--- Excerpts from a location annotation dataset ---
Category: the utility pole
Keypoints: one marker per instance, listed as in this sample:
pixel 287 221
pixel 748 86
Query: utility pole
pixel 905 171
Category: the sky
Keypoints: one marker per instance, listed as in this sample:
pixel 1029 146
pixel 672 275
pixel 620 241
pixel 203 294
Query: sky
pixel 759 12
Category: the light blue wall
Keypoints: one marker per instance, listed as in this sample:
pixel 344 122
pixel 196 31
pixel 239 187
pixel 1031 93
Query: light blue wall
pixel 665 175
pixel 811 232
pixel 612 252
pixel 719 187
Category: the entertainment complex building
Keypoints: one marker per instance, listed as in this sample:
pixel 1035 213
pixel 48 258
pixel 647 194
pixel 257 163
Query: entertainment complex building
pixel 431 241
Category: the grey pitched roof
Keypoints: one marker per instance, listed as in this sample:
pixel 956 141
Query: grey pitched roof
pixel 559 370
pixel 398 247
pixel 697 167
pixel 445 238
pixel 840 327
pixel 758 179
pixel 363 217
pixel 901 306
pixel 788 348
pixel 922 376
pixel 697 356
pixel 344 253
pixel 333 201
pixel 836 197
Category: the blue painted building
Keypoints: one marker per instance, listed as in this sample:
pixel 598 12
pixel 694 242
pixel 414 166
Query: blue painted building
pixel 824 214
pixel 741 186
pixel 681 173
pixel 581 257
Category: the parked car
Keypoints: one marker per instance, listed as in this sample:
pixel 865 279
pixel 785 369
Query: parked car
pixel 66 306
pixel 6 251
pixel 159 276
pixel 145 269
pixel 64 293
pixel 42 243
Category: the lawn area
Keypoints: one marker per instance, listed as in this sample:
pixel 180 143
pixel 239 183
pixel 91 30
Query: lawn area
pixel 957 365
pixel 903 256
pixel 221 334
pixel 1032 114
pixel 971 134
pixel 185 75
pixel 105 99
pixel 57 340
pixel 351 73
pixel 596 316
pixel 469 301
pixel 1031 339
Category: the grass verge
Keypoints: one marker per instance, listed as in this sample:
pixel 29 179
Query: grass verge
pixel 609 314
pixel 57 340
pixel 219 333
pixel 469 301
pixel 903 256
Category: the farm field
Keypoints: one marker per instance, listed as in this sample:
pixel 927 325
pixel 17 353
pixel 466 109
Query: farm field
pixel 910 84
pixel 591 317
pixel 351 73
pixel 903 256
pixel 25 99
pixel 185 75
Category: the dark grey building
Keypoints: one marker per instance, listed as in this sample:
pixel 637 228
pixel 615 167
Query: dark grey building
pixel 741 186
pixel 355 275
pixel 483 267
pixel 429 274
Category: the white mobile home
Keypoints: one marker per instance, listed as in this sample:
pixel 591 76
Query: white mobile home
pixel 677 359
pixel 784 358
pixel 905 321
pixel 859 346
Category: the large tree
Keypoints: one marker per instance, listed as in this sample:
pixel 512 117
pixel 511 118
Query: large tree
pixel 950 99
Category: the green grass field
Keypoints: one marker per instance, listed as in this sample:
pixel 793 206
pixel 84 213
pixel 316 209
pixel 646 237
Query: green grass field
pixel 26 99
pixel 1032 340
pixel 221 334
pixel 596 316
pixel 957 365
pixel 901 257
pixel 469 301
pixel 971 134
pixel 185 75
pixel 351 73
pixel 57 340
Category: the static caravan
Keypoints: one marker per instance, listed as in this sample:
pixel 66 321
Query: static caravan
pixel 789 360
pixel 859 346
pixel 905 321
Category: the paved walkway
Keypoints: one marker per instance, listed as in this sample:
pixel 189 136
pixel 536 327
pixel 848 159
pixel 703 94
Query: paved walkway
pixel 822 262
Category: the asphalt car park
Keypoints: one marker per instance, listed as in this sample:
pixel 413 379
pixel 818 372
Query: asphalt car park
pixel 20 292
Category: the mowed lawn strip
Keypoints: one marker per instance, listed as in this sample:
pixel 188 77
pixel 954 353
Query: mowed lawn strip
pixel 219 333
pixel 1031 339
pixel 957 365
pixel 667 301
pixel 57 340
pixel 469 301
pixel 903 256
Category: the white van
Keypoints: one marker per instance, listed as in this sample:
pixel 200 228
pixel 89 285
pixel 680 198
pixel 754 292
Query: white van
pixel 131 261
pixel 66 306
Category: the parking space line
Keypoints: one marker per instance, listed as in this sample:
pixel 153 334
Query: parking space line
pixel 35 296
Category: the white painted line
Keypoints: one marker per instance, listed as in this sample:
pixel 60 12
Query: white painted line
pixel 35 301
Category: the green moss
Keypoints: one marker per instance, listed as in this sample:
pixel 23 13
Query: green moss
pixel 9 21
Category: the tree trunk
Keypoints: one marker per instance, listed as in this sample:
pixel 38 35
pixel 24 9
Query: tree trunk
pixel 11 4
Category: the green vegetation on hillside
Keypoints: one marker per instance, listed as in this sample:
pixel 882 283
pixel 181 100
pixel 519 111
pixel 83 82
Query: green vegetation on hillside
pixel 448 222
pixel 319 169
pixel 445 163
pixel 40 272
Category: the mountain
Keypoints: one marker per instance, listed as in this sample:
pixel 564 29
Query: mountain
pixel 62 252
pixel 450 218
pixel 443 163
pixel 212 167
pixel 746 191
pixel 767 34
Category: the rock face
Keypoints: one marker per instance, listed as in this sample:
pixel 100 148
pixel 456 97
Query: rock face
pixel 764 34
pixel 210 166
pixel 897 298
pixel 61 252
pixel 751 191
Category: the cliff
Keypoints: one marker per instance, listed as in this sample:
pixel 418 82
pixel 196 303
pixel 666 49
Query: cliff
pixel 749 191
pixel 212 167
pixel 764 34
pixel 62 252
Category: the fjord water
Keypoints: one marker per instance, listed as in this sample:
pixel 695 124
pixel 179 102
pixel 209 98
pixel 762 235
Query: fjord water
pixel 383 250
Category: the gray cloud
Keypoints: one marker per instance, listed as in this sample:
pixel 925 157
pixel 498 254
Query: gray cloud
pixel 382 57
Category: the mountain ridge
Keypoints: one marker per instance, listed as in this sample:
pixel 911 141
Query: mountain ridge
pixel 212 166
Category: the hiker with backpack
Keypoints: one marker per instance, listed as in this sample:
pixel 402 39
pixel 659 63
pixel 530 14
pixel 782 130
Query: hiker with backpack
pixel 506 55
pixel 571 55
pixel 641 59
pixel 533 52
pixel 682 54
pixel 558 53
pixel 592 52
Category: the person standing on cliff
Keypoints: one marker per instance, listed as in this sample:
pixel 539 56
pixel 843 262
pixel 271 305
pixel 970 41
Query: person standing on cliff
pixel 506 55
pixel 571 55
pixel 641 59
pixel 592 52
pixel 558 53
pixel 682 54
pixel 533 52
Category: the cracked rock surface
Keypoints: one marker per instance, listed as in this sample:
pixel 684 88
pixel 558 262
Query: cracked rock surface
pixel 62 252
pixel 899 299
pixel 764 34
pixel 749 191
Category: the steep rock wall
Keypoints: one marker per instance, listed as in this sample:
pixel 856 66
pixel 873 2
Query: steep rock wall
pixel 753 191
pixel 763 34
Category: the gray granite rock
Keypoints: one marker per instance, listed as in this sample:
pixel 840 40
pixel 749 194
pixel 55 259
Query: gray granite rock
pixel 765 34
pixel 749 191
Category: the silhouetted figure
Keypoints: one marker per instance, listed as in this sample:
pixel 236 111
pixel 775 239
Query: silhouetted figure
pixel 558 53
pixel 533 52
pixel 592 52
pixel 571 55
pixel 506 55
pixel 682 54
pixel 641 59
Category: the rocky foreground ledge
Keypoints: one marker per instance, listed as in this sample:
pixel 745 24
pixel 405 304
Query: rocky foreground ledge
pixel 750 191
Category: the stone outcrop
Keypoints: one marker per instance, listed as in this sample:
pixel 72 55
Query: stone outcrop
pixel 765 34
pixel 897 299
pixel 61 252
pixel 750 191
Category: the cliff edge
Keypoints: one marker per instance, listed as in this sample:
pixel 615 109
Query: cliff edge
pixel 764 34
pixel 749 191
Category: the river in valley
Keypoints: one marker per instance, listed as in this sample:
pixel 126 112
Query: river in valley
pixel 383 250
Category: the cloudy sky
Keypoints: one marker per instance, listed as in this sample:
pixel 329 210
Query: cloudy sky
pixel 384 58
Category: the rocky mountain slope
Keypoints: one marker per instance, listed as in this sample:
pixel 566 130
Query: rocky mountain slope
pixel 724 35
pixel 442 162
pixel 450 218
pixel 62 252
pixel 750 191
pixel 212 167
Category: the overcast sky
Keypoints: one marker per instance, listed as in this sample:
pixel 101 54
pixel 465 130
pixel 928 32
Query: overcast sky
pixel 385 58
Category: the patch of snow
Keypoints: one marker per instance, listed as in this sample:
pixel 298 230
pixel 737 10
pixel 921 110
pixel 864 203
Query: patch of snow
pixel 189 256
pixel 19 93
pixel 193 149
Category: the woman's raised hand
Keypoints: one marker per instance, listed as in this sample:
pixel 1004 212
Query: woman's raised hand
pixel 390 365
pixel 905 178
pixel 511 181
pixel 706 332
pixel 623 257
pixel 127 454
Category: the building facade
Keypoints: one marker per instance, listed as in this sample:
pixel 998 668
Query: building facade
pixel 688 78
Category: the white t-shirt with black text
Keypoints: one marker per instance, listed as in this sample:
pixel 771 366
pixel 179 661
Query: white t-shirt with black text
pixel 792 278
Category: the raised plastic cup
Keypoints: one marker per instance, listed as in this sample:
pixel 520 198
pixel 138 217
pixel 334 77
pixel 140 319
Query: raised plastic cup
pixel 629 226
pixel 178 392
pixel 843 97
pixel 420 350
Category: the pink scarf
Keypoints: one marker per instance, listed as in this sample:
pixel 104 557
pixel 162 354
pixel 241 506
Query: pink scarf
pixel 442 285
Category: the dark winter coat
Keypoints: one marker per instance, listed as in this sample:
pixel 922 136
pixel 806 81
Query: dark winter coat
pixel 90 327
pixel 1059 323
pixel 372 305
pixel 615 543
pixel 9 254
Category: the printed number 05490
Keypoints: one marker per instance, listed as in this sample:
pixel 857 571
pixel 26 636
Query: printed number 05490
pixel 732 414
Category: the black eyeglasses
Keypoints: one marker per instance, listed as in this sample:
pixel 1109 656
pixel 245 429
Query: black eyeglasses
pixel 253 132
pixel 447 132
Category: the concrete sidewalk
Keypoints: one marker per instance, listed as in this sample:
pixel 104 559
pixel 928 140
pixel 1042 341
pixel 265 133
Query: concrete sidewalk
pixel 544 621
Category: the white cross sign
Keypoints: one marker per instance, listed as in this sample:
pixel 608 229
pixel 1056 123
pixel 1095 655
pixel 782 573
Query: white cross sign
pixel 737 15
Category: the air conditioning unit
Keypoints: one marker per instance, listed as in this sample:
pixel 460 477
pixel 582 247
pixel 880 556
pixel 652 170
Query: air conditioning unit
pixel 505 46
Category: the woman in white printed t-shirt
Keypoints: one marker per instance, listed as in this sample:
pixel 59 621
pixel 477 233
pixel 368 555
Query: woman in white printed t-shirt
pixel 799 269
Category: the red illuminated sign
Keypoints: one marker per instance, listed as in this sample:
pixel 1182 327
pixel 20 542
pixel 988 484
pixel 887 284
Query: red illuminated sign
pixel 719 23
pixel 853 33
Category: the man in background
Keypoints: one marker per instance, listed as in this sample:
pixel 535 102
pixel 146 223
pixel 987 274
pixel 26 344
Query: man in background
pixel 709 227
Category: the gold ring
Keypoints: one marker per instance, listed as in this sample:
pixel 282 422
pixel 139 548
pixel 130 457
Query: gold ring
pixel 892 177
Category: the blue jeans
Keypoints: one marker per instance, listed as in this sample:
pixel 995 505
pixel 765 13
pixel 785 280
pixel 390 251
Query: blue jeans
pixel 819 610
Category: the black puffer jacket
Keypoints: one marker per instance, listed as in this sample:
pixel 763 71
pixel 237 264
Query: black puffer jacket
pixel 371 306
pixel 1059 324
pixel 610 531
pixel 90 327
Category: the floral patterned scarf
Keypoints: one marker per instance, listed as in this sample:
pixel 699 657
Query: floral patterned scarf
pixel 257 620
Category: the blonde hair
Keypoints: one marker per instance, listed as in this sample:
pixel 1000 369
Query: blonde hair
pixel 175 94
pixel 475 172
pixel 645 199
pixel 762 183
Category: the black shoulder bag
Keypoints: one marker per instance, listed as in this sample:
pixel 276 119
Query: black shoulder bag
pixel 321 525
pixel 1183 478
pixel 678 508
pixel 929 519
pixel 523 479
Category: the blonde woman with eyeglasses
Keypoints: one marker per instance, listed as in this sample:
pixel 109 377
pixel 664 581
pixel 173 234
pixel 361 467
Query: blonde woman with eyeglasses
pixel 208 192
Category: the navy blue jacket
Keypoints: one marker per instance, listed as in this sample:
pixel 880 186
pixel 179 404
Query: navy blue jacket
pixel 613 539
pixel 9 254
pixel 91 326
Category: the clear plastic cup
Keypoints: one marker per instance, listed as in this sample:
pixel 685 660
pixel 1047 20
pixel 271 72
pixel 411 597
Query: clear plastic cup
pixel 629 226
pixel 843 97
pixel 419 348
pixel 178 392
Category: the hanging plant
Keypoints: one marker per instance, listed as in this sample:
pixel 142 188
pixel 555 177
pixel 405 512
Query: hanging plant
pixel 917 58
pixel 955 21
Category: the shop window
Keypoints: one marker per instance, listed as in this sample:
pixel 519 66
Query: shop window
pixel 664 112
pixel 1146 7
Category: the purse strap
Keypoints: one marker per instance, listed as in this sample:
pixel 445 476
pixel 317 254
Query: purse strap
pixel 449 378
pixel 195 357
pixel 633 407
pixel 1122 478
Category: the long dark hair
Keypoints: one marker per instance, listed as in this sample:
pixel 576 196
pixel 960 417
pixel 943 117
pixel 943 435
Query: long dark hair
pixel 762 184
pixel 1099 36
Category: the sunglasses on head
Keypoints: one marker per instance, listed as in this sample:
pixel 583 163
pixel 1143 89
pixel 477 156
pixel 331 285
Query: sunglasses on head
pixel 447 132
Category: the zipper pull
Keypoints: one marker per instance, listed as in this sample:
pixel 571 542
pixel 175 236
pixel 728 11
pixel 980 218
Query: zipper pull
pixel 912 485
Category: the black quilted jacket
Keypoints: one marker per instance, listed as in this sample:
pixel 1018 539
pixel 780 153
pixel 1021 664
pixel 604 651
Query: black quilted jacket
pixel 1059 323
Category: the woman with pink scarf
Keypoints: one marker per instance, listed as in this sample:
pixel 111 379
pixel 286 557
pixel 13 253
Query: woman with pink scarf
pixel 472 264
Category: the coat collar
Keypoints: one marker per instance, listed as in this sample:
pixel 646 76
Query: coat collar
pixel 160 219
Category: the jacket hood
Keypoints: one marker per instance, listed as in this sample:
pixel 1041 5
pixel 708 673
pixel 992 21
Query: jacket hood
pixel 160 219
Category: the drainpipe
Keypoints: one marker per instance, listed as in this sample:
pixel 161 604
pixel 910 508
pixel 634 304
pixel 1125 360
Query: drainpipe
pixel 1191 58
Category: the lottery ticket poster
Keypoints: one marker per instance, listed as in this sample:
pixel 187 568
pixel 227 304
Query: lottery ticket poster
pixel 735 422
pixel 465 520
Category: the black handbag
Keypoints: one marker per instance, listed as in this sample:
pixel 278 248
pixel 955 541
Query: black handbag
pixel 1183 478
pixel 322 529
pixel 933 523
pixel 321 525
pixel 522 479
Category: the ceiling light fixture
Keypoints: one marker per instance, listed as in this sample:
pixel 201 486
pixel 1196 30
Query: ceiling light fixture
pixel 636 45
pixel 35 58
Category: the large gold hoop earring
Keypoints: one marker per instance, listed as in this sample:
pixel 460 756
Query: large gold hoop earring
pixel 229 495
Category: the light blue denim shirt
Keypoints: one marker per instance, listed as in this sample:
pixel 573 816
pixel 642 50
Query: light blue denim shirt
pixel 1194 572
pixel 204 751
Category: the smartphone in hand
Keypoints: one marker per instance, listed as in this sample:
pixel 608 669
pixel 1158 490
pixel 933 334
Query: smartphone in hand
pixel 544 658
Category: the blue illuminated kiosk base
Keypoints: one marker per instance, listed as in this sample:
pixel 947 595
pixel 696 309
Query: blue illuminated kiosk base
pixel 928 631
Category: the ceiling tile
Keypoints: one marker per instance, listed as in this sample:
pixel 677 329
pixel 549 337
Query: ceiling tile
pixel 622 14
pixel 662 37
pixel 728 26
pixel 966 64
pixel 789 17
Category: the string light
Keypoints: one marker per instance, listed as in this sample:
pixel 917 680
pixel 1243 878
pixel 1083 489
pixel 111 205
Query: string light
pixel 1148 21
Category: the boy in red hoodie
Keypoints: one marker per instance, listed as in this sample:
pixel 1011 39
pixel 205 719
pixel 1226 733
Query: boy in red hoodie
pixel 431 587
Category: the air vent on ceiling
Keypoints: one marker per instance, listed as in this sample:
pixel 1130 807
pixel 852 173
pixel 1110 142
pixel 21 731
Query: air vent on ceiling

--- WRITTEN PROBLEM ---
Copy verbatim the lines of the listing above, starting with the line that contains "Category: the ceiling light fixture" and going on through the line that contains "pixel 204 751". Include both of those lines.

--- RESPONSE TO THE EXERCISE ---
Category: the ceiling light fixture
Keypoints: one marker per instance, listed as in this sample:
pixel 201 486
pixel 1196 30
Query: ceiling light fixture
pixel 636 45
pixel 35 58
Category: the large gold hoop earring
Keypoints: one marker per instance, listed as in this sample:
pixel 460 756
Query: large gold hoop earring
pixel 229 495
Category: the light blue denim shirt
Keypoints: one marker per instance, listed as in this sample:
pixel 573 816
pixel 642 50
Query: light blue denim shirt
pixel 1194 572
pixel 204 751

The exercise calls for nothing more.